Understanding one’s true role and purpose is one of life’s greatest challenges. But it’s not supposed to be that way for devices. If they are to be successful, tech gadgets need to have a clear purpose, function, and set of capabilities that people can easily understand and appreciate. If not, well…there is a large and growing bin of technological castoffs.
Part of the reason that the wearable market hasn’t lived up to its early expectations is directly related to this existential crisis. Even now, several years after their debut, it’s still hard for most people to figure out exactly what these devices are, and for which uses they’re best suited.
Of course, wearables are far from a true failure. The Apple Watch, for example, has fared reasonably well. In fact, revenues from the Apple Watch turned the tech juggernaut into one of the top two highest grossing watchmakers in the world—though I’m starting to think that says a lot more about the watch industry than it necessarily does about smartwatches or wearables in general.
The problem is that we were led to believe that wearables—particularly smartwatches like the Apple Watch—were going to be general purpose computing and communication devices capable of all kinds of different applications. Clearly, that has not happened, though some seem to hold out hope that the possibility still exists.
Those hopes were particularly strong over the last few days with rumors about both a potential LTE modem-equipped version of the Apple Watch coming this fall and a potential deal between Apple and CIGNA to provide Apple Watches to their health insurance customers. Some have even argued that an LTE-equipped Apple Watch is a game-changer that can bring dramatic new life to the smartwatch and overall wearable industry.
══════════════════════════════
- [STATED TASK 1]: Reproduce the records verbatim, everything from the line containing "shape [[658, 30]]." down to the end of the records, with both ends included. Omit the pictures from your output.

[Photo object pointing records]
══════════════════════════════
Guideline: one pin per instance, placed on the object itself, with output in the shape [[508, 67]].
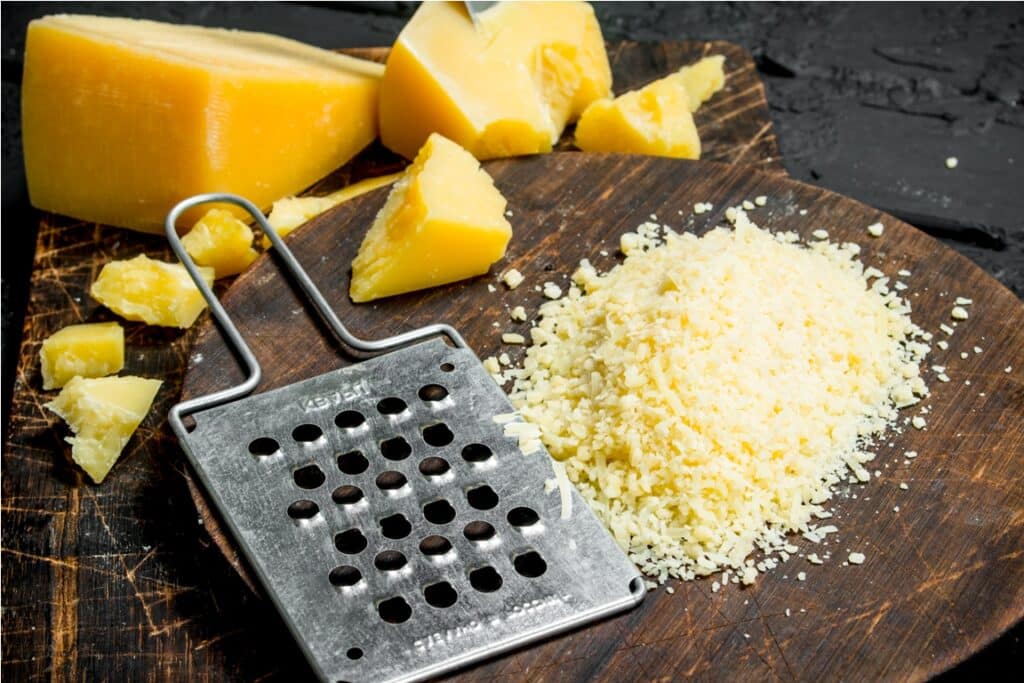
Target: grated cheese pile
[[706, 394]]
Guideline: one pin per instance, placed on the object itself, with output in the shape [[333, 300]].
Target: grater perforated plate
[[399, 531], [396, 528]]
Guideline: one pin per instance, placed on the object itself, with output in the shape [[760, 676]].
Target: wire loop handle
[[233, 337]]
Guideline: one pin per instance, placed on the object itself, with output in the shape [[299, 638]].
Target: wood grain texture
[[943, 575], [122, 582]]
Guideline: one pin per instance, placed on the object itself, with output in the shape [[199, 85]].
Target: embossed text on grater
[[397, 529]]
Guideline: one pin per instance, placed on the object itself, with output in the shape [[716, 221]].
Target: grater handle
[[301, 276]]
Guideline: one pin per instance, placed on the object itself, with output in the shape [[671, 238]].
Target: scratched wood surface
[[122, 582], [943, 575]]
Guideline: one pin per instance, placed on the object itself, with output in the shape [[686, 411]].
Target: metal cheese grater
[[398, 531]]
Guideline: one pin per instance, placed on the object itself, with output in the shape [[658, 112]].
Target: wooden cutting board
[[121, 581], [942, 577]]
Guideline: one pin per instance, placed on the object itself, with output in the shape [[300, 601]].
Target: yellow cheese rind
[[122, 119], [291, 212], [505, 88], [654, 120], [221, 242], [102, 413], [443, 222], [701, 80], [707, 393], [153, 292], [91, 349]]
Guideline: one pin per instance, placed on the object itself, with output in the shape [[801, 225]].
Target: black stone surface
[[868, 99]]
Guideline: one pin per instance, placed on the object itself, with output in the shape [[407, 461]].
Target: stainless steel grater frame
[[397, 530]]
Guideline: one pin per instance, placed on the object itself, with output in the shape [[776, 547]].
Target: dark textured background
[[867, 99]]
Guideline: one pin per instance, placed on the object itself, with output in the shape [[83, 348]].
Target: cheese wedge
[[654, 120], [291, 212], [152, 292], [505, 88], [102, 413], [444, 221], [702, 79], [122, 118], [221, 242], [92, 349]]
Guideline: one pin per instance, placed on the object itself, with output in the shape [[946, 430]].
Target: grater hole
[[351, 542], [522, 517], [263, 446], [349, 419], [433, 466], [482, 498], [352, 462], [302, 510], [391, 406], [477, 530], [389, 560], [433, 392], [395, 449], [438, 512], [435, 545], [309, 476], [437, 435], [345, 574], [394, 610], [347, 495], [306, 433], [395, 526], [476, 453], [485, 580], [529, 564], [440, 595], [391, 480]]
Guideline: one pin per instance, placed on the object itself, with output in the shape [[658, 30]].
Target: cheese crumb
[[685, 449], [513, 279], [552, 291]]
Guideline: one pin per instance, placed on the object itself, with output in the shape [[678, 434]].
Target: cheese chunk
[[291, 212], [701, 80], [444, 221], [654, 120], [152, 292], [504, 88], [124, 118], [221, 242], [93, 349], [102, 413]]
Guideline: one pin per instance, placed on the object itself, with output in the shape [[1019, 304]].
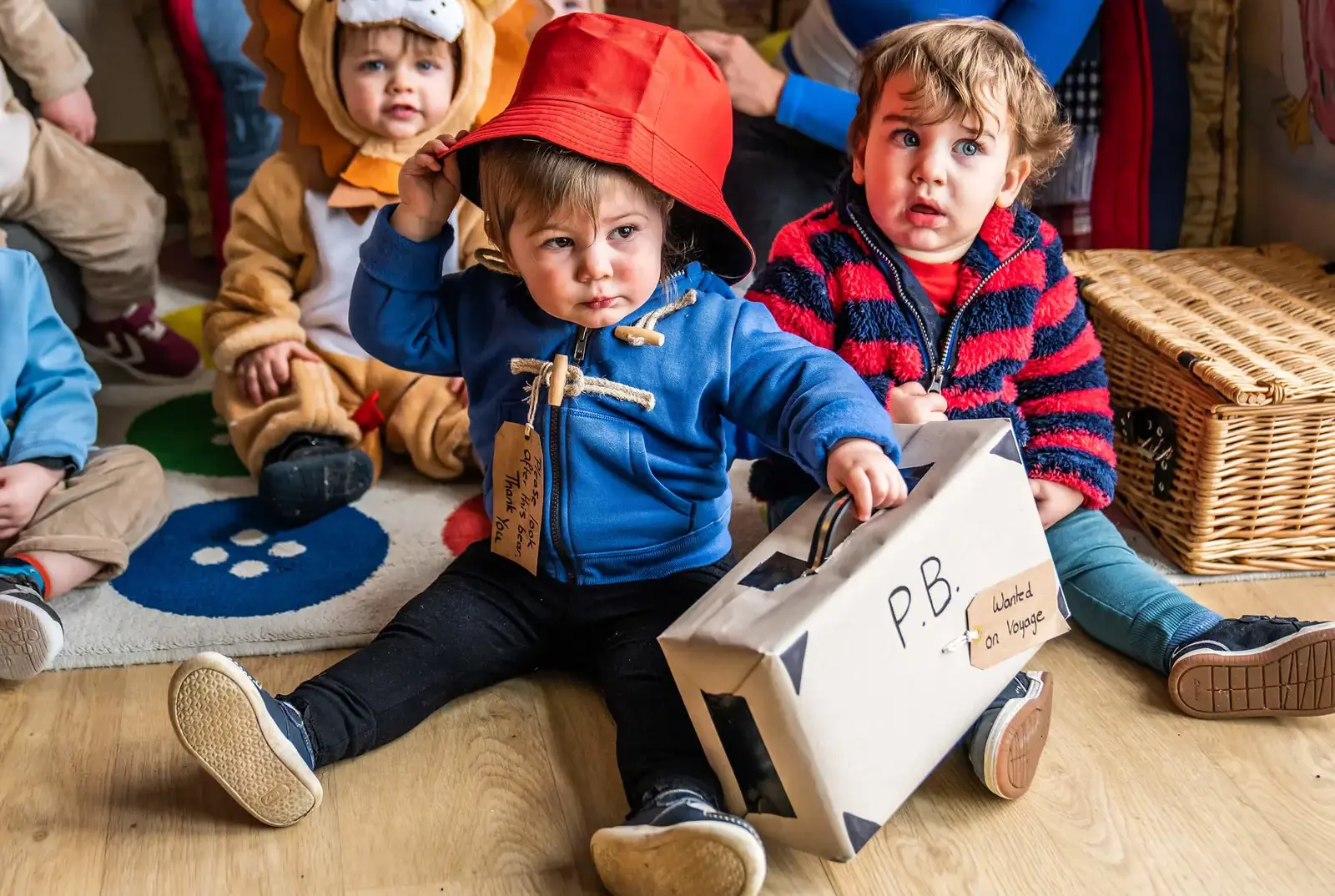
══════════════════════════════
- [STATED TASK 2]: Rewrite everything from "Understanding one’s true" down to "they’re best suited." in the passage on wearables, replacing "existential crisis" with "identity crisis".

- [REPLY 1]:
Guideline: one pin per instance, placed on the object itself, with output in the shape [[658, 30]].
Target: cheese crumb
[[685, 449], [513, 279], [552, 291]]
Guideline: one pin per instance, placed on the object itself, with output in the shape [[678, 434]].
Target: cheese chunk
[[291, 212], [701, 80], [444, 221], [654, 120], [152, 292], [504, 88], [124, 118], [221, 242], [93, 349], [102, 413]]
Guideline: one pin per instance, placed on the object itself, with output in the shape [[1019, 304]].

- [REPLY 2]:
Understanding one’s true role and purpose is one of life’s greatest challenges. But it’s not supposed to be that way for devices. If they are to be successful, tech gadgets need to have a clear purpose, function, and set of capabilities that people can easily understand and appreciate. If not, well…there is a large and growing bin of technological castoffs.
Part of the reason that the wearable market hasn’t lived up to its early expectations is directly related to this identity crisis. Even now, several years after their debut, it’s still hard for most people to figure out exactly what these devices are, and for which uses they’re best suited.